STATED TASK: Reproduce each record below exactly as written.

--- Start of ITEMS ---

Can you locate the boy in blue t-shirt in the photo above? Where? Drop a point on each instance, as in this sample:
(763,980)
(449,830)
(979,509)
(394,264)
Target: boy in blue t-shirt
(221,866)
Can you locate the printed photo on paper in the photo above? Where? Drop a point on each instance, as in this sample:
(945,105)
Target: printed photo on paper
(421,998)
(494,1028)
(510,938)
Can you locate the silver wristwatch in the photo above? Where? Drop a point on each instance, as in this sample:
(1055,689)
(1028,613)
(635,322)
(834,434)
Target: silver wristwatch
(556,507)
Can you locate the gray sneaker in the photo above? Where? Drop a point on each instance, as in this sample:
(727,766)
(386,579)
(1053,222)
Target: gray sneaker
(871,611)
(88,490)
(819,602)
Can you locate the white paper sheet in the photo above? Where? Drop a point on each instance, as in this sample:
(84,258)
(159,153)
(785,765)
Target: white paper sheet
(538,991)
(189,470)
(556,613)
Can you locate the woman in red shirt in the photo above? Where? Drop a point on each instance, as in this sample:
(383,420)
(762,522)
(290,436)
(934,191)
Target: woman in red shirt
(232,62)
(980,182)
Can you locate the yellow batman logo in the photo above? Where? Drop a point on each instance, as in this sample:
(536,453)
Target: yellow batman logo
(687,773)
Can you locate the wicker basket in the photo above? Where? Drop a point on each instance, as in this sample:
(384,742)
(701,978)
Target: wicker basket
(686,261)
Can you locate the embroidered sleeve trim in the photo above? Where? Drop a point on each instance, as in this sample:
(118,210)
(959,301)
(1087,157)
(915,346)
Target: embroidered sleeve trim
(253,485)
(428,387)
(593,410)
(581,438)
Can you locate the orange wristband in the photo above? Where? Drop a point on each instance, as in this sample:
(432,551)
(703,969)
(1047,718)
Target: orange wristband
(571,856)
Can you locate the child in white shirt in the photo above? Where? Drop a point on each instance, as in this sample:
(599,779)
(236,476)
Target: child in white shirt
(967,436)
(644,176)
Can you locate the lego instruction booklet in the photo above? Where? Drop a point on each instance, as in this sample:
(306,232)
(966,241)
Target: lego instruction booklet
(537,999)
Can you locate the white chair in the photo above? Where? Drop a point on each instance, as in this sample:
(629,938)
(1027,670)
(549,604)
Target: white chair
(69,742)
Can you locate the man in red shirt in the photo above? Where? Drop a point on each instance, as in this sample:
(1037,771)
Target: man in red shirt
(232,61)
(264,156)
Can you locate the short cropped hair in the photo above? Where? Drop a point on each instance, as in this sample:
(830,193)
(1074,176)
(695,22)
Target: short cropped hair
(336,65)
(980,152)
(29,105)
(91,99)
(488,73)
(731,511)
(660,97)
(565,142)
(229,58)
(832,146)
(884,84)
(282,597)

--- End of ITEMS ---

TASK SOLUTION:
Can you locate the boy in blue t-shirt in the photo above? Where? Drop a point on each instance, as in this sample:
(763,980)
(449,830)
(979,509)
(394,264)
Target: boy in blue t-shirt
(221,866)
Can you locate the printed photo on paper in the photo above? Where? Drop a point on each instance, as in this sample:
(945,105)
Target: printed photo on paper
(421,998)
(494,1028)
(510,938)
Can you locate the silver wristwatch in the photo above? Where? Drop a point on each instance, as in this sample:
(1055,689)
(1028,613)
(635,322)
(834,434)
Target: silver wristwatch
(556,507)
Can you locate the gray sneaker in the photo above? Where? Drop a point on each instance, as in this sample:
(727,766)
(386,579)
(1053,222)
Target: gray sneaker
(871,611)
(88,490)
(819,602)
Can you locate the white paper sheet in the photo above? Where? Drop a point on each instance, as in this sample:
(84,258)
(159,153)
(785,765)
Target: white paper sheet
(538,991)
(189,470)
(556,613)
Can you locate the woman in red shirt in the photo above? Where? Drop a point on each instance, as in this sample:
(383,420)
(762,522)
(290,436)
(934,191)
Target: woman in red shirt
(232,62)
(980,182)
Can you locate the yellow batman logo in the photo above? Where? Drop a point on each instance, as in this sample:
(536,453)
Target: yellow batman logo
(687,773)
Can you locate the wicker basket in the photo above? Where? Drop a point on each instance, as in this sample:
(384,742)
(701,978)
Target: wicker basket
(686,261)
Can you locate the embroidered sleeve trim in the photo above? Where? Drop a point on each instance, as in this sample:
(118,210)
(959,301)
(1087,157)
(915,346)
Target: embroidered sleeve trim
(253,485)
(428,387)
(593,410)
(581,438)
Can you locate the orange wristband in the photo above? Where? Drop a point on each instance, as in this sample:
(432,551)
(703,969)
(1047,718)
Target: orange wristband
(571,856)
Can you locate the child in white shirt in the photo above? Where? Drop a point on each instance, as in this sample:
(599,779)
(236,476)
Target: child in white shirt
(967,436)
(644,176)
Can you locate the lego instruction booklet in the photo above? Where? Drop a point on each instance, as in this sample:
(306,232)
(966,241)
Target: lego instruction booklet
(537,999)
Can you locate the white chair in the photo above? Where? Drop a point on each instance, as in this sample:
(629,938)
(1027,670)
(549,604)
Target: white chair
(69,742)
Can you locate the man in red shirt in the photo above? Where? Drop a point on each instance, as in this sample:
(1037,771)
Target: man in red shirt
(232,61)
(264,156)
Can you locate the short cropped hair in the photo above? Where? Drop a point on each instance, as in this sample:
(830,193)
(1074,176)
(695,22)
Target: short cropped hair
(336,65)
(980,152)
(29,105)
(91,99)
(488,73)
(731,511)
(660,97)
(565,142)
(229,58)
(832,146)
(884,84)
(282,597)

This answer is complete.